Given task —
Copy every entry below word for word, leaving out the pictures.

::: Input rows

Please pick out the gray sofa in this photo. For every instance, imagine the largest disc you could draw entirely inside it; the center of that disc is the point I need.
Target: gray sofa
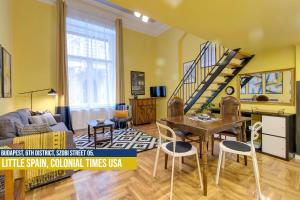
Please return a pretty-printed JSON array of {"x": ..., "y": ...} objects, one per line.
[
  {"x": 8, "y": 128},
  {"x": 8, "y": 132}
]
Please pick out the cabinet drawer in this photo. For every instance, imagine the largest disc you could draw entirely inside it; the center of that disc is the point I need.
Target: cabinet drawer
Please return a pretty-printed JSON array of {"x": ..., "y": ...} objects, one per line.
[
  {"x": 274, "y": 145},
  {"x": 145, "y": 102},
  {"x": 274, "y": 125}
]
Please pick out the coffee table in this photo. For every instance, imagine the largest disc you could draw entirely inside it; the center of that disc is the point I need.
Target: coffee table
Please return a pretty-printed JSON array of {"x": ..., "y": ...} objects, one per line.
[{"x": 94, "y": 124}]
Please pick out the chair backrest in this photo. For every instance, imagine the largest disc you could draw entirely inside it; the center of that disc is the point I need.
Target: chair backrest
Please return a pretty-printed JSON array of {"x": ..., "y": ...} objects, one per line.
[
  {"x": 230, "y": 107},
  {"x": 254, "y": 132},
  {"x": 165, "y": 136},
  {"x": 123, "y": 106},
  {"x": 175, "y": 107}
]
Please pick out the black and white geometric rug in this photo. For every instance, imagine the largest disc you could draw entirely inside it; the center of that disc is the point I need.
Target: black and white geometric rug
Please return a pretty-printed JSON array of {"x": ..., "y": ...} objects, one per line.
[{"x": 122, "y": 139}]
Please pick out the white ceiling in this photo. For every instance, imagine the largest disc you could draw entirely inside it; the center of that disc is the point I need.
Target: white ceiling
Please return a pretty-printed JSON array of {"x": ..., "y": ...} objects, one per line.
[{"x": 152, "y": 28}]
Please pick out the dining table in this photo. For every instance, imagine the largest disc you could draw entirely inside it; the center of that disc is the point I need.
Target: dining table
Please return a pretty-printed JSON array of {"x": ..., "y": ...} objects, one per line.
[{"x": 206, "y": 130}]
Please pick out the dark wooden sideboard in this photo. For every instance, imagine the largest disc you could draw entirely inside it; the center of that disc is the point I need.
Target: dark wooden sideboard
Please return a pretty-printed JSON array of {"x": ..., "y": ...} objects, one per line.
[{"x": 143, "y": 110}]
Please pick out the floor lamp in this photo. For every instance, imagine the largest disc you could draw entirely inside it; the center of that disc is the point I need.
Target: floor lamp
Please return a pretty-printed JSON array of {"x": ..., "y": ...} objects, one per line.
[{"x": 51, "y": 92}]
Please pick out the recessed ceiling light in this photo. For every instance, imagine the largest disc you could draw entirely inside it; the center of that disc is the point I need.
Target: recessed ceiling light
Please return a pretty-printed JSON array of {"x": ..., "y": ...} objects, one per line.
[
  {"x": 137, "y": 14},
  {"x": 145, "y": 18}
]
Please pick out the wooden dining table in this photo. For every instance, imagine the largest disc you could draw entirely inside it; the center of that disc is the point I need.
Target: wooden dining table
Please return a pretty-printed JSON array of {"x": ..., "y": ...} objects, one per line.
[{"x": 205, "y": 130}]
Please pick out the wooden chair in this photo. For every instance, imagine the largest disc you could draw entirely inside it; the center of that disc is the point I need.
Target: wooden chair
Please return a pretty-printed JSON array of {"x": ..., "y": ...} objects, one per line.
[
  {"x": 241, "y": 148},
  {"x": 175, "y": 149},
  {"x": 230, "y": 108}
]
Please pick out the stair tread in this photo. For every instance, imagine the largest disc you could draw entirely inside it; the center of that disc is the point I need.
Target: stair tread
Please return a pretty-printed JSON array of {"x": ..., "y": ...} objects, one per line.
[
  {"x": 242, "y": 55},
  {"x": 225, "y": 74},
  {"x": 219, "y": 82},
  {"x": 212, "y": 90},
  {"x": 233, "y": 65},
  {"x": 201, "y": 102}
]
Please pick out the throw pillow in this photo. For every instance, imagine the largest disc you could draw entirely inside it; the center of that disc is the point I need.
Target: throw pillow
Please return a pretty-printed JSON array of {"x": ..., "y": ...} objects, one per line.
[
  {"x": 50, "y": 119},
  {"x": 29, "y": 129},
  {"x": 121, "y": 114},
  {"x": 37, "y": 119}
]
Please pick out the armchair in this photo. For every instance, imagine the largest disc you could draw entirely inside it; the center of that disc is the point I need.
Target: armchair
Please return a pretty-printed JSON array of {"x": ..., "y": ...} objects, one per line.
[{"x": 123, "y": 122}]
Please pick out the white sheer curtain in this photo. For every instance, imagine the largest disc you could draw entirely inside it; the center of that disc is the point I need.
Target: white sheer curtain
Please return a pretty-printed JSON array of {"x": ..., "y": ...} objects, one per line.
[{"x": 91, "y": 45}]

::::::

Written reply —
Please pick out the gray sofa in this photo. For every instance, imagine the largest disc you could draw entirely inside it; the center of that disc is the point I need.
Target: gray sofa
Please return a pretty-printed JSON array of {"x": ..., "y": ...} objects, one per line.
[
  {"x": 8, "y": 128},
  {"x": 8, "y": 132}
]
Please pick out the cabinet drawer in this photo. For every instance, imagine the largest disc you could draw entirely inside it; the center of that disc is the point I need.
Target: cabinet drawer
Please return a pretty-printed JSON array of {"x": ..., "y": ...} objects, one per line.
[
  {"x": 274, "y": 145},
  {"x": 145, "y": 102},
  {"x": 274, "y": 125}
]
Please pick out the coffee table in this photo. For every instance, imagine the largest disc you could draw entirely inside it; the center of that disc is the point I need.
Target: coffee table
Please return a pretty-printed JSON array of {"x": ..., "y": ...} objects, one per line.
[{"x": 94, "y": 124}]
Please pick out the chair backrest in this photo. For every instance, imagine the largest disc you could draw entirely inside it; the center of that disc is the point I need.
Target: chair backrest
Please return a pretty-printed JSON array of {"x": ..., "y": ...} objects, one per line.
[
  {"x": 230, "y": 107},
  {"x": 254, "y": 132},
  {"x": 165, "y": 136},
  {"x": 123, "y": 106},
  {"x": 175, "y": 107}
]
Please pick out the black and white geometric rug in this photo. For every instance, imagine the largest disc you could draw entirely inside it; the center of that disc is the point I need.
Target: black and white geometric rug
Please return a pretty-printed JSON array of {"x": ..., "y": ...} objects, one per line.
[{"x": 122, "y": 139}]
Please pick out the white ceiling in this photo. For every instance, imagine the largest disc you could draw entirely inside it; the center of that disc is the point I need.
Target: white ceiling
Please return a pretty-printed JSON array of {"x": ..., "y": ...} objects, one per line.
[{"x": 152, "y": 28}]
Please pick out the dining table in this photo. For every instance, imagine the largest disc you could draw entirely inside it; the center of that disc is the point I need.
Target: dining table
Please return a pretty-printed JSON array of {"x": ..., "y": ...} objects, one per line.
[{"x": 206, "y": 130}]
Please pick out the dark wooden sideboard in this photo. For every instance, imagine the largest disc you could draw entirely inside it; the center of that disc is the point I need.
Target: dark wooden sideboard
Please return a pretty-printed JSON array of {"x": ..., "y": ...} objects, one per line.
[{"x": 143, "y": 110}]
Please pick out the floor lamp in this photo. For every instance, imagine the largest disc you could draw entirely inside it; the center of that disc is the point I need.
Target: floor lamp
Please return a pretty-printed JSON array of {"x": ..., "y": ...} objects, one per line.
[{"x": 51, "y": 92}]
Please pick out the recessed ceiling light in this photo. For every instance, imagine the largest disc you could draw entirely inside it; the center of that disc is the point I need.
Target: recessed ceiling light
Please return a pretty-printed JSON array of {"x": ..., "y": ...} objects, one per line.
[
  {"x": 137, "y": 14},
  {"x": 145, "y": 18}
]
Please pick out the wooden dining table in this photo. For every instance, imagine the largest disc you could draw entirely inside it; the center of that disc is the point I need.
Target: wooden dining table
Please return a pretty-printed JSON array of {"x": ..., "y": ...} objects, one per line.
[{"x": 205, "y": 130}]
Please pick out the wooden chair in this photo. For every instance, imagine the largest disc you could draw entirely inside it; the center of that disc is the point I need.
Target: wooden chair
Please return a pretty-printed JSON array of {"x": ..., "y": ...} objects, one per line.
[
  {"x": 241, "y": 148},
  {"x": 175, "y": 149},
  {"x": 230, "y": 108}
]
Please pick out the stair tread in this photo. For every instance, imagine the largest disc you could draw entirely inside it; the center of that disc is the point I need.
Target: stair tread
Please return a pretty-printed JSON array of {"x": ..., "y": ...} objects, one per line.
[
  {"x": 242, "y": 55},
  {"x": 225, "y": 74},
  {"x": 219, "y": 82},
  {"x": 212, "y": 90},
  {"x": 233, "y": 65},
  {"x": 201, "y": 102}
]
Please pick out the throw pillow in this photo. For every instance, imagine the largest disc you could draw entirely inside it; the center of that disc is the point I need.
Target: throw pillow
Please return a pretty-printed JSON array of {"x": ..., "y": ...} objects, one per line.
[
  {"x": 50, "y": 119},
  {"x": 29, "y": 129},
  {"x": 121, "y": 114},
  {"x": 37, "y": 119}
]
Please pick out the armchair in this photo. For every instance, imagine the largest disc you could draw entirely inside it; the center of that disc is the point I need.
Target: armchair
Please return a pretty-printed JSON array of {"x": ..., "y": ...} objects, one per line.
[{"x": 123, "y": 122}]
Please pick out the white sheer curtain in this photo. For every instance, imagine the largest disc you could draw entirely inside it; the center of that disc is the point I need.
Target: white sheer curtain
Please return a pretty-printed JSON array of {"x": ..., "y": ...} objects, one per line.
[{"x": 91, "y": 45}]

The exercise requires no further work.